* **RECORDS SHOWN**
▬▬▬▬▬▬

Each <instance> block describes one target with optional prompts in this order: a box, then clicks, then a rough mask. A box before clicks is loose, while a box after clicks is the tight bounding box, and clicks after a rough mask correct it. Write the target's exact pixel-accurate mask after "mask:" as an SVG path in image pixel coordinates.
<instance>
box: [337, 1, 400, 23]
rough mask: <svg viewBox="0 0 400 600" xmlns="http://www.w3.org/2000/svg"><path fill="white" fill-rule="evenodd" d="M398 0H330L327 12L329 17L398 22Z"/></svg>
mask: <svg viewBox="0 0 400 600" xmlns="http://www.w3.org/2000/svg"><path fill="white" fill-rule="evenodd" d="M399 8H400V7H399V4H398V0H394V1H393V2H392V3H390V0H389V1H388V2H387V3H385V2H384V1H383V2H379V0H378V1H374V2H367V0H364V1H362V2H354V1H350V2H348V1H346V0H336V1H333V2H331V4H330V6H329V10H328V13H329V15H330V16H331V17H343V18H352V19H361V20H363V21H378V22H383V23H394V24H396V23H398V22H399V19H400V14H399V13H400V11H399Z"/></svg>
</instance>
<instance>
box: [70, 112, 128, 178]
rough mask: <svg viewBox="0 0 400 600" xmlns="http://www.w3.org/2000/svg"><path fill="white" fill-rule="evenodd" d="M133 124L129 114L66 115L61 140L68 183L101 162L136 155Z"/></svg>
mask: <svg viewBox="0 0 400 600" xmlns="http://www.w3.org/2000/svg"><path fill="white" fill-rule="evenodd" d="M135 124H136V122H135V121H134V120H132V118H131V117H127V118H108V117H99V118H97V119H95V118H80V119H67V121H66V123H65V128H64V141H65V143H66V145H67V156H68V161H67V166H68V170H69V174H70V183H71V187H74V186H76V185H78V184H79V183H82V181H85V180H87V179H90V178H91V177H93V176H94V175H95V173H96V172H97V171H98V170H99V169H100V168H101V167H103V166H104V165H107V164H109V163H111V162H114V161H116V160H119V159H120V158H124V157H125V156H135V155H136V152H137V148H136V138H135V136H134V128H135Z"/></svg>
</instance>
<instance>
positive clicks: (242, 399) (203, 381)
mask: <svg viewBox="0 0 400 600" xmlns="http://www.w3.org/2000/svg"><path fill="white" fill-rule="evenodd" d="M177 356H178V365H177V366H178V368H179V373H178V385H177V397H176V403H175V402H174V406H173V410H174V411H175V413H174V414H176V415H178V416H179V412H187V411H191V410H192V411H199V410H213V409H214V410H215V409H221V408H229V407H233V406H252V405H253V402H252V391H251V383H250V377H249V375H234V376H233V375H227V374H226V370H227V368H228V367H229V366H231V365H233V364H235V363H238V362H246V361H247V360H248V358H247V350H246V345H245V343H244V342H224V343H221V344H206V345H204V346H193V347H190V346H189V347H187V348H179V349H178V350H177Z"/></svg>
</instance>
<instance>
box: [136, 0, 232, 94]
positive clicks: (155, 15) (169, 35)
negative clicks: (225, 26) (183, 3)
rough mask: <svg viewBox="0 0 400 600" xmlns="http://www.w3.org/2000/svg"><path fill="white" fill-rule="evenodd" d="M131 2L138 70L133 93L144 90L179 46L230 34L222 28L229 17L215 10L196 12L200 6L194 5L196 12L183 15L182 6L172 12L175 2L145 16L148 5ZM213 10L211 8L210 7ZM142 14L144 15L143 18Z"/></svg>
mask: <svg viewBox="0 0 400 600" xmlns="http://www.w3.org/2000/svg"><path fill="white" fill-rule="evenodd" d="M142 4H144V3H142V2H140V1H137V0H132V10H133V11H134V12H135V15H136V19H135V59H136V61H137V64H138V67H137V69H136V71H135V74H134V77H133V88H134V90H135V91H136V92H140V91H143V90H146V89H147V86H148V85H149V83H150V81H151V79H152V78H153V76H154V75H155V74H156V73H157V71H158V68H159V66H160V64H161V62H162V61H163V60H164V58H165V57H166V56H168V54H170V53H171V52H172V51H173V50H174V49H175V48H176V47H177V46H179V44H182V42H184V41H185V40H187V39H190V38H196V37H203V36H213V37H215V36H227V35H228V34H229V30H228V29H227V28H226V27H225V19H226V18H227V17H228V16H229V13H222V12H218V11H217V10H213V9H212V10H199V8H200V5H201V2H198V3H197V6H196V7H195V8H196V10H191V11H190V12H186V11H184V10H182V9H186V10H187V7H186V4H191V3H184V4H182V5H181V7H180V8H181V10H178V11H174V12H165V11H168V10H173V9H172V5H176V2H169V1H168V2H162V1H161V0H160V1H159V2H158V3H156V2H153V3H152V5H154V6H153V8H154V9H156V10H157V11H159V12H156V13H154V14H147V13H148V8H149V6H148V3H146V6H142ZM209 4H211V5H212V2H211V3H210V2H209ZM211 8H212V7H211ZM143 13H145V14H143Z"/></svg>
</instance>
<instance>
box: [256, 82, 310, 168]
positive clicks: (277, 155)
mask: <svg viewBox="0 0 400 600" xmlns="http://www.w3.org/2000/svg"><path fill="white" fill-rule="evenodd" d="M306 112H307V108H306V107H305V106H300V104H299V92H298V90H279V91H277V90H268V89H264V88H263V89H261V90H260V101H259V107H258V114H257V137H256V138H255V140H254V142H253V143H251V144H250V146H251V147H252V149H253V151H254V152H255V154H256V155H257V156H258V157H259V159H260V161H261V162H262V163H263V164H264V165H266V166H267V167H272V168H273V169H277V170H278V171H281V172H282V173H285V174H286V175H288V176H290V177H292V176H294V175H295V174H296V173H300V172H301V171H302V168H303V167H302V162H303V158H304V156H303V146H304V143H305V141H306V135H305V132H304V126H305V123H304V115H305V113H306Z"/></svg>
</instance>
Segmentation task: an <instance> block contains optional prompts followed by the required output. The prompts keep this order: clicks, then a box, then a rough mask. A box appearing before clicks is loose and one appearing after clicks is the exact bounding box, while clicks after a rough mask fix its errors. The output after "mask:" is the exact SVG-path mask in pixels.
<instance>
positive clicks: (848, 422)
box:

▬▬▬▬▬▬

* **WHAT THIS TASK INVOLVES**
Copy the listing above line for line, reproducing every character without any changes.

* **YOUR SOLUTION**
Each <instance> block describes one target with optional prompts in this order: a box, then clicks, then a rough mask. A box before clicks is loose, while a box after clicks is the tight bounding box, and clicks after a rough mask correct it. Write the target's exact pixel-accurate mask after "mask:" as an SVG path in image pixel coordinates.
<instance>
box: [337, 1, 400, 23]
rough mask: <svg viewBox="0 0 400 600" xmlns="http://www.w3.org/2000/svg"><path fill="white" fill-rule="evenodd" d="M398 0H330L327 12L329 17L398 22Z"/></svg>
mask: <svg viewBox="0 0 400 600" xmlns="http://www.w3.org/2000/svg"><path fill="white" fill-rule="evenodd" d="M399 8H400V7H399V4H398V0H394V1H393V2H392V3H390V0H389V1H388V2H387V3H385V2H384V1H383V2H379V0H378V1H374V2H367V0H364V1H362V2H354V1H350V2H348V1H346V0H336V1H333V2H331V4H330V6H329V10H328V13H329V15H330V16H331V17H343V18H352V19H361V20H363V21H378V22H383V23H394V24H396V23H398V22H399V19H400V14H399V13H400V11H399Z"/></svg>
</instance>
<instance>
box: [70, 112, 128, 178]
rough mask: <svg viewBox="0 0 400 600" xmlns="http://www.w3.org/2000/svg"><path fill="white" fill-rule="evenodd" d="M133 124L129 114L66 115L61 140L68 183L101 162L136 155Z"/></svg>
mask: <svg viewBox="0 0 400 600" xmlns="http://www.w3.org/2000/svg"><path fill="white" fill-rule="evenodd" d="M135 124H136V122H135V121H134V120H132V118H131V117H127V118H108V117H99V118H97V119H95V118H80V119H67V121H66V123H65V128H64V141H65V143H66V145H67V156H68V161H67V166H68V170H69V174H70V183H71V187H74V186H76V185H78V184H79V183H82V181H85V180H87V179H90V178H91V177H93V176H94V175H95V173H96V172H97V171H98V170H99V169H100V168H101V167H103V166H104V165H107V164H109V163H111V162H114V161H116V160H119V159H120V158H124V157H125V156H135V155H136V152H137V148H136V138H135V136H134V128H135Z"/></svg>
</instance>
<instance>
positive clicks: (242, 399) (203, 381)
mask: <svg viewBox="0 0 400 600" xmlns="http://www.w3.org/2000/svg"><path fill="white" fill-rule="evenodd" d="M177 356H178V365H177V366H178V368H179V373H178V385H177V397H176V403H175V402H174V406H173V410H174V411H175V413H174V414H176V415H178V416H179V412H187V411H191V410H192V411H199V410H213V409H214V410H215V409H221V408H229V407H233V406H252V405H253V402H252V391H251V383H250V377H249V375H234V376H233V375H227V374H226V370H227V368H228V367H229V366H231V365H233V364H235V363H238V362H246V361H247V360H248V358H247V350H246V345H245V343H244V342H224V343H221V344H206V345H204V346H193V347H190V346H189V347H187V348H179V349H178V350H177Z"/></svg>
</instance>
<instance>
box: [136, 0, 232, 94]
positive clicks: (155, 15) (169, 35)
negative clicks: (225, 26) (183, 3)
rough mask: <svg viewBox="0 0 400 600" xmlns="http://www.w3.org/2000/svg"><path fill="white" fill-rule="evenodd" d="M131 2L138 70L133 93L144 90L179 46L230 34L222 28L229 17L215 10L196 12L200 6L194 5L196 12L183 15L182 6L172 12L175 2L145 16L148 5ZM213 10L211 8L210 7ZM142 14L144 15L143 18Z"/></svg>
mask: <svg viewBox="0 0 400 600" xmlns="http://www.w3.org/2000/svg"><path fill="white" fill-rule="evenodd" d="M142 4H144V3H142V2H140V1H137V0H132V10H133V11H134V12H135V15H136V19H135V59H136V61H137V64H138V67H137V69H136V71H135V74H134V77H133V88H134V90H135V91H136V92H140V91H143V90H146V89H147V86H148V85H149V83H150V81H151V79H152V78H153V76H154V75H155V74H156V73H157V71H158V68H159V66H160V64H161V62H162V61H163V60H164V58H165V57H166V56H168V54H170V53H171V52H172V51H173V50H174V49H175V48H176V47H177V46H179V44H182V42H184V41H185V40H187V39H190V38H196V37H203V36H213V37H215V36H227V35H228V34H229V30H228V29H227V28H226V27H225V19H226V18H227V17H228V16H229V13H222V12H218V11H217V10H213V9H212V10H199V8H200V5H201V2H198V3H197V6H196V7H195V8H196V10H191V11H190V12H186V11H184V10H182V9H186V10H187V7H186V4H191V3H184V4H182V5H181V7H180V8H181V10H178V11H174V12H165V11H168V10H173V9H172V5H176V2H169V1H168V2H162V1H161V0H160V1H159V2H158V3H156V2H153V3H152V5H154V6H153V8H154V9H156V10H157V11H159V12H156V13H154V14H147V13H148V8H149V6H148V3H146V6H142ZM209 4H211V5H212V2H211V3H210V2H209ZM211 8H212V7H211ZM143 13H145V14H143Z"/></svg>
</instance>
<instance>
box: [256, 82, 310, 168]
positive clicks: (277, 155)
mask: <svg viewBox="0 0 400 600" xmlns="http://www.w3.org/2000/svg"><path fill="white" fill-rule="evenodd" d="M306 112H307V108H306V107H305V106H300V104H299V92H298V90H279V91H277V90H268V89H264V88H263V89H261V90H260V101H259V107H258V114H257V137H256V138H255V140H254V142H253V143H251V144H250V146H251V147H252V149H253V151H254V152H255V154H256V155H257V156H258V157H259V159H260V161H261V162H262V163H263V164H264V165H266V166H267V167H272V168H273V169H277V170H278V171H281V172H282V173H285V174H286V175H288V176H290V177H292V176H294V175H295V174H296V173H300V172H301V171H302V168H303V167H302V162H303V158H304V156H303V146H304V143H305V141H306V135H305V132H304V126H305V123H304V115H305V113H306Z"/></svg>
</instance>
Segmentation task: an <instance> block contains optional prompts followed by the required output. The prompts keep this order: clicks, then a box, then a rough mask. A box appearing before clicks is loose and one appearing after clicks is the exact bounding box, while clicks after a rough mask fix its errors. The output after "mask:" is the exact SVG-path mask in pixels.
<instance>
positive clicks: (848, 422)
box:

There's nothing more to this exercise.